● **LIST OF TASKS**:
1. In one to three sentences, explain why the passage on physician-assisted death urges readers to talk about their end-of-life decisions soon.
2. Continue the passage on physician-assisted death, picking up after its final sentence.
EXTRACT PROVIDED section start
The Supreme Court of Canada ruled on Friday that patients suffering greatly from terminal diseases have a right to physician-assisted death. The ‘unendurable pain’ mentioned in the Supreme Court’s ruling is generally brought on by cancer. Much of our palliative care focuses on relieving cancer pain. Often that pain grows after many rounds of chemotherapy, radiation and surgery. It sharpens when the oncologist says: “We have nothing else to offer you.”

It’s then that a family physician engages in a different kind of discussion, about diminished expectations and reduced quality of life, and, of course, about the prospect of being in constant pain. While some Canadians are blessed in having palliative care units attached to regional cancer treatment centres, this is generally a big-city benefit. The reality is, only 16 per cent of Canadians have access to these services, according to Dr. Chris Simpson, the president of the Canadian Medical Association. In other words, we lag in providing adequate palliative services, let alone end-of-life choices for our patients.

This is all the more reason to sit down first with your family and then with your doctor and talk about your own end-of-life decisions – preferably this week while you’re still mentally competent and not suffering intolerably and permanently.

Dying well on your own terms is much easier to discuss now than when you’re struggling to breathe with congestive heat failure or chronic lung disease.

No conversation could relieve you and your loved ones of so much pain as this one.

But even talking about talking about this uncovers some very large barriers to beginning the conversation. Only half of adult Canadians have a will; far fewer have an Advanced Care Directive, which sets out your wishes and who’s in charge of your health decisions in a medical emergency. The need for adult conversations across millions of kitchen tables is acute.
EXTRACT PROVIDED section end
DATA EXCERPT section start
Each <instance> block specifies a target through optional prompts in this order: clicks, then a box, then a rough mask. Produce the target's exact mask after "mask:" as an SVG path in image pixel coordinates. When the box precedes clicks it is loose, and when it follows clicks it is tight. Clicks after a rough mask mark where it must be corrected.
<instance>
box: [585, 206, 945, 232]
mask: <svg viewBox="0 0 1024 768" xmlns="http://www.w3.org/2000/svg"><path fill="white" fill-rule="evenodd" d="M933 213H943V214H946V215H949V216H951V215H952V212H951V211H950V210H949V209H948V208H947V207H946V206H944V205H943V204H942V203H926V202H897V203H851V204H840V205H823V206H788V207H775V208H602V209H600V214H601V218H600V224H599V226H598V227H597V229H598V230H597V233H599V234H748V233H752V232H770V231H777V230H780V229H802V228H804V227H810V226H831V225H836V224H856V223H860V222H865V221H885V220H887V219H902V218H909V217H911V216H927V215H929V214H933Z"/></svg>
DATA EXCERPT section end
● **YOUR WRITTEN ANSWERS**:
1. Only 16 per cent of Canadians have access to palliative care services, so Canada lags in providing adequate palliative care and end-of-life choices. The passage treats this as all the more reason to talk first with family and then with a doctor, preferably this week, while still mentally competent and not suffering intolerably and permanently. Dying well on your own terms is much easier to discuss then than when you're struggling to breathe with chronic lung disease.

2.
We’re fortunate to have been given a road map from that most engaging of doctor-authors, Atul Gawande. His book Being

Mortal: Medicine and What Matters in the End exposes the many shortcomings of doctors and health-care systems in giving our patients the death they deserve.

He asks that we ask ourselves five critical questions when facing a serious illness:

What do we understand about our condition? What are the goals if it worsens? What do we fear? What tradeoffs would we make or not? And lastly: What would a good day look like?

These questions aren’t cast in stone, but they do need to be asked often since illness is nearly always progressive. If your foot is amputated because your diabetes has worsened, your definition of a good day will change.

I’m not just talking about aging here, where we all get used to our declining functions. I’m talking about the much sharper declines brought on by illness. Many of my older patients fully accept that they’re declining. But that slow, steady ebbing doesn’t prompt a discussion about how they want to die, except to say they hope it will be peaceful.

Again, reality often strikes a different chord .

A study released this month in the Annals of Internal Medicine followed 26,000 retirees older than 50 from 1998 to 2010. It found that the over 7,000 people who died in the 12-year study period experienced a pronounced increase in pain, depression and confusion in the last year of their life – and that is if they weren’t in the 22 per cent who had cancer at the time they died.

These were people with chronic illnesses like heart disease and lung disease who were, for the most part, now aging and frail. According to the family members who completed the patients’ final interviews, the rate of depression among these retirees increased by 26 per cent and confusion by 31 per cent. And though pain was less notable, there was an increase in that as well. It seems that only the 22 per cent who had cancer at the time of their death were spared of all these hazards – a testament to palliative care, I’m sure.

So my job will begin to change this week. First, the Supreme Court ruling has given all of us – even the most reluctant patients and doctors – a new freedom to start what I call The Last Conversation. But just as important, I’ll need to listen to my patients even more carefully, as their needs and fears rub up against their beliefs and values. Physician-assisted death will be a small but vital part of the much larger arc of lifetime care.